#### [Task details]
Copy out all the items below, changing "keypoint" to "marker" wherever it occurs and keeping every other word the same, and leave the pictures out.

#### [Exercise input]
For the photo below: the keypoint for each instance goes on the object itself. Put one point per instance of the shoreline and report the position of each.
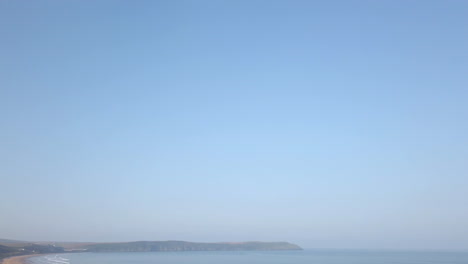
(18, 259)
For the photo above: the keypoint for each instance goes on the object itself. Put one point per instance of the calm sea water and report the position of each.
(259, 257)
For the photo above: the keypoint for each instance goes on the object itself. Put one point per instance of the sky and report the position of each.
(330, 124)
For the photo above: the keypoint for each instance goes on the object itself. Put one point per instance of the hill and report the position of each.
(145, 246)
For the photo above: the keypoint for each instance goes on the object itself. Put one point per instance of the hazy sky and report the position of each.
(324, 123)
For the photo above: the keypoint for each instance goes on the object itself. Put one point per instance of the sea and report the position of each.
(258, 257)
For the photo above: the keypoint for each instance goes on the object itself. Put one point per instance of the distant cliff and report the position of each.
(145, 246)
(27, 249)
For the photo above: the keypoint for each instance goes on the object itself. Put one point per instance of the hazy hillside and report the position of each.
(142, 246)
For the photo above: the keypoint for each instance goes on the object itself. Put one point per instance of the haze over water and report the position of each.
(328, 124)
(262, 257)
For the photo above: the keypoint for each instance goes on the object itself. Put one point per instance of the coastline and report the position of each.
(18, 259)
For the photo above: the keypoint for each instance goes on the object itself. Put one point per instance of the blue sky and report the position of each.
(326, 123)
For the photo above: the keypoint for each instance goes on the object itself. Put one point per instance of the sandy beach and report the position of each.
(17, 259)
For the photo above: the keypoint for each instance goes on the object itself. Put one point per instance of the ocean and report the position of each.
(259, 257)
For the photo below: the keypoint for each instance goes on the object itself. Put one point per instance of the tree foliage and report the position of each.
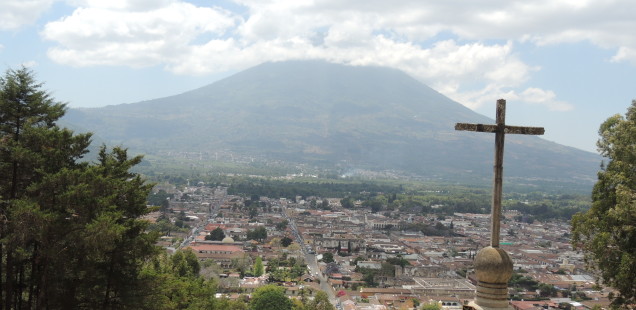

#### [Exercise response]
For the photo below: the marker for each instance goes on the object itself. Put one point per instance of the shoreline and report the position of each.
(18, 259)
For the photo above: the marker for each instance goes on the object itself. Put one point per instance of the calm sea water and report the position of each.
(259, 257)
For the photo above: the marker for each instance goes on the object itself. Put one point per instance of the sky and report the position of each.
(330, 124)
For the photo above: the marker for each instance goes on the object itself. Put one point per instance of the hill and report the position of each.
(145, 246)
For the photo above: the marker for each instance goes on the object itself. Put one point per instance of the hazy sky and report the position of each.
(324, 123)
For the photo above: the marker for each instance goes on the object itself. Put one point per instance of the sea and report the position of each.
(258, 257)
For the photo above: the marker for each instance goes on the object itself. Put one point per instance of the distant cliff and report the position of each.
(145, 246)
(27, 249)
For the photo above: the marker for each instance goes on the object itself. Put one point per instance of the hazy hillside and report the position of each.
(142, 246)
For the photo above: the marker for each instance goes on the object itself. Put one point per instance of the haze over water and report the position of each.
(328, 124)
(262, 257)
For the photo above: the marker for each instance goes on the object itself. Put one point per instance of the coastline and report the position of each.
(18, 259)
For the photo above: the marker for each instance goes on the object itself. Put one point per instance of the blue sky and report the position of each.
(326, 123)
For the photo above: the marker for each instance goes on the object itself. Put one point per instance of the sandy beach and report the position of each.
(17, 259)
For the photo above: the marker for each instance goes on the object itself. Put one point per instance of the ocean and report the position of each.
(259, 257)
For the photo below: the marker for each instance goes on the object itself. Put one point per instance of the tree foliage and report the position of each.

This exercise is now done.